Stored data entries
BEGIN
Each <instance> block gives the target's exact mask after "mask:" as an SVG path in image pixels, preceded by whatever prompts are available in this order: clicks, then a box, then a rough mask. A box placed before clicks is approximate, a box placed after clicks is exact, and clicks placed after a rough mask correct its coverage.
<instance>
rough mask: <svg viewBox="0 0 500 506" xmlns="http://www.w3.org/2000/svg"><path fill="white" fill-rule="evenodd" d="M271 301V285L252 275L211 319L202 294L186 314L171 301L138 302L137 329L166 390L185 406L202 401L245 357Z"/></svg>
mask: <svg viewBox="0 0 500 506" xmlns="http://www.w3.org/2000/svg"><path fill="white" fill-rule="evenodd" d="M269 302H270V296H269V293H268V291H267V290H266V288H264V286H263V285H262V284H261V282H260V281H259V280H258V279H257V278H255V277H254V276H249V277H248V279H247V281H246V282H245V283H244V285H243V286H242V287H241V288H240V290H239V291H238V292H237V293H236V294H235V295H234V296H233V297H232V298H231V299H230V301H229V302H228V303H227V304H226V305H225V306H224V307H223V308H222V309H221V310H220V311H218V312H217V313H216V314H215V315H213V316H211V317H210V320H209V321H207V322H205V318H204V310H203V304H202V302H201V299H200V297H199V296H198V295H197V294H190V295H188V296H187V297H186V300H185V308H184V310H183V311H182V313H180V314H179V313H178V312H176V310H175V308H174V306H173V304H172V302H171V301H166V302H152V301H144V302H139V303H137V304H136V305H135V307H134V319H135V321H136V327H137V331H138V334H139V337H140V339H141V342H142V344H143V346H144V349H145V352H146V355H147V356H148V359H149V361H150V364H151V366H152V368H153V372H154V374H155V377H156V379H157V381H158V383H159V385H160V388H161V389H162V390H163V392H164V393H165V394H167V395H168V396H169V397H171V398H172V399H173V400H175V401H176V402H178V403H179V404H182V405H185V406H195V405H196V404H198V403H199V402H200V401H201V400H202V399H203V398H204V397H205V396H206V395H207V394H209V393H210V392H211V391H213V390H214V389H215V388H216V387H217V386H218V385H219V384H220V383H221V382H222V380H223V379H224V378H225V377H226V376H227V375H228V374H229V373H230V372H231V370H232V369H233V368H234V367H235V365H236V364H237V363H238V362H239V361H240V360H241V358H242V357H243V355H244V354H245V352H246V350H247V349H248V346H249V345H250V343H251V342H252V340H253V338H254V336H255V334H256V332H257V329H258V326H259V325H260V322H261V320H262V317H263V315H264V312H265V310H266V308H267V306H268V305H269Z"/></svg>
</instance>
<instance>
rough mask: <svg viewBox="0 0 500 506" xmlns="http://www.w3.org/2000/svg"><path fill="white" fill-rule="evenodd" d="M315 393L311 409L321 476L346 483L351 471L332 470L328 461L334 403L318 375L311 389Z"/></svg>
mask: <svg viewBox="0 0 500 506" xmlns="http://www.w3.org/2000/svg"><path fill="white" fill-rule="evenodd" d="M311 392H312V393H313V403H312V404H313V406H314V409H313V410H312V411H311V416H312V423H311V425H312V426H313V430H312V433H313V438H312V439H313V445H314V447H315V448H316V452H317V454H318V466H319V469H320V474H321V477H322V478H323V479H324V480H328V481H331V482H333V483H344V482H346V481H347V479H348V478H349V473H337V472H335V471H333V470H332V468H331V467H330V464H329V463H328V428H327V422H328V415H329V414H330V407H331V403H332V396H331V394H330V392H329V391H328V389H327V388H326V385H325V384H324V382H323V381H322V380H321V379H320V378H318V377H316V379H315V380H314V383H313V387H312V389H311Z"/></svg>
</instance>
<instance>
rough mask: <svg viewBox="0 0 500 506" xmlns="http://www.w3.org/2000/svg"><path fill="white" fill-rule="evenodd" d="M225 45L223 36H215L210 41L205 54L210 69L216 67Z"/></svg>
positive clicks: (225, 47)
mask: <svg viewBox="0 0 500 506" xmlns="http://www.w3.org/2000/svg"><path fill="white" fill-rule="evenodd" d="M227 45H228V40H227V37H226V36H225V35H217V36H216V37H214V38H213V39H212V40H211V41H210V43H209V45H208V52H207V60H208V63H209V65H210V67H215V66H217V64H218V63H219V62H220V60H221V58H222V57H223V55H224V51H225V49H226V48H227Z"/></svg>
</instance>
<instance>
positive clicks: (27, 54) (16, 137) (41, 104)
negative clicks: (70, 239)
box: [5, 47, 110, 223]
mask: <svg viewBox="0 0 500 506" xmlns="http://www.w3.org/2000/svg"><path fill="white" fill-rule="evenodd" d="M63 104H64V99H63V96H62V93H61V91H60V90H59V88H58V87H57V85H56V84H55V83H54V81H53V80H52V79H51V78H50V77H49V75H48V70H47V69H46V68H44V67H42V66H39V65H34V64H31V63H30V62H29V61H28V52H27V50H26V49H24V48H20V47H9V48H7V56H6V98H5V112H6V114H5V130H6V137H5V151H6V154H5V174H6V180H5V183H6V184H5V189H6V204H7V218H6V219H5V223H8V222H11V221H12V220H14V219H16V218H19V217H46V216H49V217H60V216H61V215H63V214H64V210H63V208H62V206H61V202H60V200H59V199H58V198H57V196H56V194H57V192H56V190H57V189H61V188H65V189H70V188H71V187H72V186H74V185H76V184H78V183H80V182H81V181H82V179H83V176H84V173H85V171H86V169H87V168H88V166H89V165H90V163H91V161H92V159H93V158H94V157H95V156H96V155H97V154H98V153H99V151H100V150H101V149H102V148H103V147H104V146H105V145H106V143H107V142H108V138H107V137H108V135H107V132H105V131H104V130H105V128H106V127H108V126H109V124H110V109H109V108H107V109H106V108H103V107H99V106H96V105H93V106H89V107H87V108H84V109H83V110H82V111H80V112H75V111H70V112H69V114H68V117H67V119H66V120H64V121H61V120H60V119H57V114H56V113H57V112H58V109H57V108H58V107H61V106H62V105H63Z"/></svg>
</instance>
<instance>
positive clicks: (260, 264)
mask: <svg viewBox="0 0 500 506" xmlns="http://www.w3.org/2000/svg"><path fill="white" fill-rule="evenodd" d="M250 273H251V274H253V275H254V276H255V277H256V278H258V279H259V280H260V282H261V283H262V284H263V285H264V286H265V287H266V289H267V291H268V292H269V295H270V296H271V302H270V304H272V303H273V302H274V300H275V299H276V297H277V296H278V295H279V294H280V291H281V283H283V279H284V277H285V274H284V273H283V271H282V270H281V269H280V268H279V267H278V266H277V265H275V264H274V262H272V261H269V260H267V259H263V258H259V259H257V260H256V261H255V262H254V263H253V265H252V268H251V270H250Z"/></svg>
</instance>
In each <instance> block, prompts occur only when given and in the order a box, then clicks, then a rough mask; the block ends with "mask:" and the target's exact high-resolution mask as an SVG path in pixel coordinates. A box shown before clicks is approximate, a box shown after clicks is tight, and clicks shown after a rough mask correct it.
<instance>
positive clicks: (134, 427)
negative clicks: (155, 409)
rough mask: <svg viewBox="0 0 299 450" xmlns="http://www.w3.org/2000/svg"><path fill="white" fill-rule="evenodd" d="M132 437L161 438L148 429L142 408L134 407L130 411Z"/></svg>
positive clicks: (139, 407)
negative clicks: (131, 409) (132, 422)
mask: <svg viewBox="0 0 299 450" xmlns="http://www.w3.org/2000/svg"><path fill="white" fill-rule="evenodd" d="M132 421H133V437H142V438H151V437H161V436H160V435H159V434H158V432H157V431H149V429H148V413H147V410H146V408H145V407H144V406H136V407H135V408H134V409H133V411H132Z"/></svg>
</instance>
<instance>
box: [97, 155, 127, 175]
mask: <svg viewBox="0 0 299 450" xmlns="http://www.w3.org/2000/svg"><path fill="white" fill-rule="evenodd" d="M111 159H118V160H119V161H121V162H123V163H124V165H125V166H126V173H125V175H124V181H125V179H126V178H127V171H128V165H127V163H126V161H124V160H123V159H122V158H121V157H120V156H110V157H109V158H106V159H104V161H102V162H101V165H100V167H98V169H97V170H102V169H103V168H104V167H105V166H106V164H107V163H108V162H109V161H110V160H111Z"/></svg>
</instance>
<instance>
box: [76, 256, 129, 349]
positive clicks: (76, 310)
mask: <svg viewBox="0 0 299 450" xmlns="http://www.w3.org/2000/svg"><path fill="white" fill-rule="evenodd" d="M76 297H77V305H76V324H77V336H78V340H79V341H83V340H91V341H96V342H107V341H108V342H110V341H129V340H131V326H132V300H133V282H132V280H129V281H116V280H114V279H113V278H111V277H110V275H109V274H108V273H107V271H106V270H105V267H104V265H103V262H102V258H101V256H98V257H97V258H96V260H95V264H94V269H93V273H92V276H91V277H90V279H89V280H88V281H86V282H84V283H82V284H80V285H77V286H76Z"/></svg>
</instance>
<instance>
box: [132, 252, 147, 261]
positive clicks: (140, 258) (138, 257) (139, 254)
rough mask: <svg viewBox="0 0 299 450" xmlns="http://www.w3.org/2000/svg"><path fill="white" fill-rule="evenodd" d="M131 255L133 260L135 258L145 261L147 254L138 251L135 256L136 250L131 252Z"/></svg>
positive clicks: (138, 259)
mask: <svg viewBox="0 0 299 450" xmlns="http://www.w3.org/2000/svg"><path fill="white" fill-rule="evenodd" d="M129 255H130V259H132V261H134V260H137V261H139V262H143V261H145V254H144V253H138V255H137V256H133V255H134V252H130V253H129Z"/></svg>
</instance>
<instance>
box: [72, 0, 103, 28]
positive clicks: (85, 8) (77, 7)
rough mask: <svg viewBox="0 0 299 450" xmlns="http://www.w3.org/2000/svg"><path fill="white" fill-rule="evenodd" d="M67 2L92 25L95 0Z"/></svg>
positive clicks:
END
■ ACTIVITY ■
Look above for the line containing "box: [97, 155, 127, 175]". Output from there through the line containing "box: [76, 256, 129, 349]", exactly and inclusively.

■ SOLUTION TO THE EXERCISE ■
box: [97, 155, 127, 175]
mask: <svg viewBox="0 0 299 450" xmlns="http://www.w3.org/2000/svg"><path fill="white" fill-rule="evenodd" d="M111 159H118V160H119V161H121V162H123V163H124V165H125V166H126V173H125V175H124V181H125V179H126V178H127V171H128V165H127V163H126V161H124V160H123V159H122V158H121V157H120V156H110V157H109V158H106V159H104V161H102V162H101V165H100V167H98V169H97V170H102V169H103V168H104V167H105V166H106V164H107V163H108V162H109V161H110V160H111Z"/></svg>
</instance>
<instance>
box: [76, 256, 129, 349]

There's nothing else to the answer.